= EXCERPT TO READ =
■ ■ ■ ■ ■ ■ ■

7. Pairwise swap elements of a linked list

The problem can be found at the following link: Question Link

My Approach

I will traverse the linked list in pairs and swap the data values of adjacent nodes to achieve the pairwise swapping. The steps are as follows:

• Check if itr has a next node. If not, return the head as no swaps are possible.

• Initialize an iterator itr to the head of the list.

• Update the head to point to the second node (head = head->next) since it will become the new head after swapping.

• Update the next pointers of itr and the second node to perform the swap.

• Continue swapping pairs of nodes until the end of the list or until there's only one node left.

Time and Auxiliary Space Complexity

• Time Complexity: O(N) where N is the number of nodes in the linked list. We visit each node once.

• Auxiliary Space Complexity: O(1) as we use a constant amount of extra space.

Code (C++)

class Solution
{
    public:
    Node* pairWiseSwap(struct Node* head)

■ ■ ■ ■ ■ ■ ■

Rows from a dataset:
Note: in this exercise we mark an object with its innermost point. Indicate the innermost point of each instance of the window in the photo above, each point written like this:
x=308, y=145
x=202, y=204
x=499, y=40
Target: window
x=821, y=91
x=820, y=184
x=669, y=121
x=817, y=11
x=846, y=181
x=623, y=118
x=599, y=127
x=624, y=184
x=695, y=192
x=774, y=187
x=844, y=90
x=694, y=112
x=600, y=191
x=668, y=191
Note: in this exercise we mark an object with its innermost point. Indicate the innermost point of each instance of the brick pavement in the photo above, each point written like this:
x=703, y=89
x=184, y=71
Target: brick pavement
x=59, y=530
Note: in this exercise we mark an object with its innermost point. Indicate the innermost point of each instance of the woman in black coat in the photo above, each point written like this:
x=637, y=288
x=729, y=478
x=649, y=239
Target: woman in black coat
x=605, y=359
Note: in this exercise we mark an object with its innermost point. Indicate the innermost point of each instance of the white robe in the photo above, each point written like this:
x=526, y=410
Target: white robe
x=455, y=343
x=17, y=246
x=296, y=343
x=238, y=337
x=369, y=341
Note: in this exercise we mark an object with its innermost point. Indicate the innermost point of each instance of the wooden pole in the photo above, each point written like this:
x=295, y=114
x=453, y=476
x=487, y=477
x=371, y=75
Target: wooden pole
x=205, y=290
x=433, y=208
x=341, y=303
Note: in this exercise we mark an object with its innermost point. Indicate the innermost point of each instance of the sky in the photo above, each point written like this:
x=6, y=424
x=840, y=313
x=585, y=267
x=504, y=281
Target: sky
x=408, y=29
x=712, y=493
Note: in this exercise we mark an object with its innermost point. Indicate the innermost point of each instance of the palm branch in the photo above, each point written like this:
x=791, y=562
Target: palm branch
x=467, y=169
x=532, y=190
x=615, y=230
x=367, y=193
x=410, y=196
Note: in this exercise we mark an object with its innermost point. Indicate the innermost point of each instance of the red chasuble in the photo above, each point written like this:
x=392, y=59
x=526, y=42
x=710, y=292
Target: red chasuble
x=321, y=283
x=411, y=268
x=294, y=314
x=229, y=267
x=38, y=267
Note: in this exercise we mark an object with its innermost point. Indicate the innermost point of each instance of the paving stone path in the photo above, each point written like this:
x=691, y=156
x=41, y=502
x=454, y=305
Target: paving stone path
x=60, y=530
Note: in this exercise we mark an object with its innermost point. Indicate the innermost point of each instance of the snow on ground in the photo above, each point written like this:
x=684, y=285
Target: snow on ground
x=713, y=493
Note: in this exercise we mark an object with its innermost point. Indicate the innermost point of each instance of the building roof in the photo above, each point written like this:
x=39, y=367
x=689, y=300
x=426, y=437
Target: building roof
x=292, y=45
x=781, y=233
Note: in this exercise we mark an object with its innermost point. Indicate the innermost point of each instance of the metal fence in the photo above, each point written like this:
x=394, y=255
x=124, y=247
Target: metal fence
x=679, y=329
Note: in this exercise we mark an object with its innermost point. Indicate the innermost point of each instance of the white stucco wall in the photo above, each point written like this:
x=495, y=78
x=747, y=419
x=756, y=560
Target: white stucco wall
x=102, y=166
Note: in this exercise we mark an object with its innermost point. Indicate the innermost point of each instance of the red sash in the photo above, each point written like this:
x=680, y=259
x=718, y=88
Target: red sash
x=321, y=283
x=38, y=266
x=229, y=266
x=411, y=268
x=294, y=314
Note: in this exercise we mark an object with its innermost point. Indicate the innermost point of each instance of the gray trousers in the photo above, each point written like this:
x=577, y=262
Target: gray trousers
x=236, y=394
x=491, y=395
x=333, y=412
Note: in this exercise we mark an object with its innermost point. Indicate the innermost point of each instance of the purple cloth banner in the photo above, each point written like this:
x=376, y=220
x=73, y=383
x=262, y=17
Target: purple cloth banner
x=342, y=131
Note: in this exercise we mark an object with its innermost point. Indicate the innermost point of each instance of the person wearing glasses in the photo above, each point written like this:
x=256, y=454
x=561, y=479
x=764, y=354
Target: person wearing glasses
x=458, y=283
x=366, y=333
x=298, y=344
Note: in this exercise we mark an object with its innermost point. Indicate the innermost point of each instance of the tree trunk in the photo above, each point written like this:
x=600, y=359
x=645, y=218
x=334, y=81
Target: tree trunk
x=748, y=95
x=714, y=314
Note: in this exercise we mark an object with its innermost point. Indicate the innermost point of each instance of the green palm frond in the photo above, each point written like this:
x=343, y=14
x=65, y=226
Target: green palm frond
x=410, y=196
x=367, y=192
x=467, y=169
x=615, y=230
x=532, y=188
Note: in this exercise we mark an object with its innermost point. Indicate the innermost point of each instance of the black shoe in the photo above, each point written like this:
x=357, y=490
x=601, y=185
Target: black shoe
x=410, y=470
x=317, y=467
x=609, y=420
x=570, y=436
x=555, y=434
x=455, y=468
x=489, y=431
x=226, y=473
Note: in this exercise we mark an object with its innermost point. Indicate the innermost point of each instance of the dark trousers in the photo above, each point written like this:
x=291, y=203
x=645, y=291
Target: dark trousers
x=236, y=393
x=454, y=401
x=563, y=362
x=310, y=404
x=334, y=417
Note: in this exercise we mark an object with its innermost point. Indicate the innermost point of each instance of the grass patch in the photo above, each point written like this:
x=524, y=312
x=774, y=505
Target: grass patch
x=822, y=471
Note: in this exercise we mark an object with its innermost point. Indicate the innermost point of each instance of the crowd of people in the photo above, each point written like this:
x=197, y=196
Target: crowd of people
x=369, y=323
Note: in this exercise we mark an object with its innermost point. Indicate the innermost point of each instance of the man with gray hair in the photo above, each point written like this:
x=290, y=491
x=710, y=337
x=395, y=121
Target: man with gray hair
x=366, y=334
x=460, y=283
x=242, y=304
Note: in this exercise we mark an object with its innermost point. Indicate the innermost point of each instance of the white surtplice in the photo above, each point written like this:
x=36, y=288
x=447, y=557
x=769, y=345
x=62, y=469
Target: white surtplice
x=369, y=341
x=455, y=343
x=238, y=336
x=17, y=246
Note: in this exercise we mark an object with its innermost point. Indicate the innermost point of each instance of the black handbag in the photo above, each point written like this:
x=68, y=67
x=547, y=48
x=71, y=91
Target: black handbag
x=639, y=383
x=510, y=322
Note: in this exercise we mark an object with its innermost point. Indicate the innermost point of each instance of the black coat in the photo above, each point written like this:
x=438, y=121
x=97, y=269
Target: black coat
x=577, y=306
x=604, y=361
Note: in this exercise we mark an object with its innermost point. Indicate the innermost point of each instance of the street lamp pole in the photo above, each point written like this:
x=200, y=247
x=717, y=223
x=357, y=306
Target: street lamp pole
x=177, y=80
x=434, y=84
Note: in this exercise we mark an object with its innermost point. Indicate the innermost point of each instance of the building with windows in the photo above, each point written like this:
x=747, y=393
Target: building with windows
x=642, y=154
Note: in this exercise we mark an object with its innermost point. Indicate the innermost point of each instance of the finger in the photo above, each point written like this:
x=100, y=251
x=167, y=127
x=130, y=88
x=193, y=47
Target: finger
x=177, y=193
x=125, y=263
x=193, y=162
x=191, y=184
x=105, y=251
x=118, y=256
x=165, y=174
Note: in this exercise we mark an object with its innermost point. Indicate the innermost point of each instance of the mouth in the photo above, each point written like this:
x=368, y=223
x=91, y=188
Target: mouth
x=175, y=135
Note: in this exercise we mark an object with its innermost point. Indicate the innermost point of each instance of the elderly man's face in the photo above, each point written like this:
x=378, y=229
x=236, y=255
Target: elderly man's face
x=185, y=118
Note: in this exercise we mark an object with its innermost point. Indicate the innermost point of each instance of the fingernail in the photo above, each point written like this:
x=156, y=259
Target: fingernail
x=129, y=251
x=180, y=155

■ ■ ■ ■ ■ ■ ■

= OBJECTIVES =
[1] For each statement about the pairwise swap page, answer yes or no, and quote the exact words from the page that decide it: (a) the time complexity is O(N); (b) the auxiliary space grows with the number of nodes; (c) the code is written in Java.
[2] In the rows, please reproduce word for word the lines between the line holding "the black coat" and the line holding "x=604, y=361", inclusive.

= ANSWER LIST =
[1]
(a) Yes: "Time Complexity: O(N) where N is the number of nodes in the linked list."
(b) No: "Auxiliary Space Complexity: O(1) as we use a constant amount of extra space."
(c) No: "Code (C++)"

[2]
Note: in this exercise we mark an object with its innermost point. Indicate the innermost point of each instance of the black coat in the photo above, each point written like this:
x=438, y=121
x=97, y=269
Target: black coat
x=577, y=306
x=604, y=361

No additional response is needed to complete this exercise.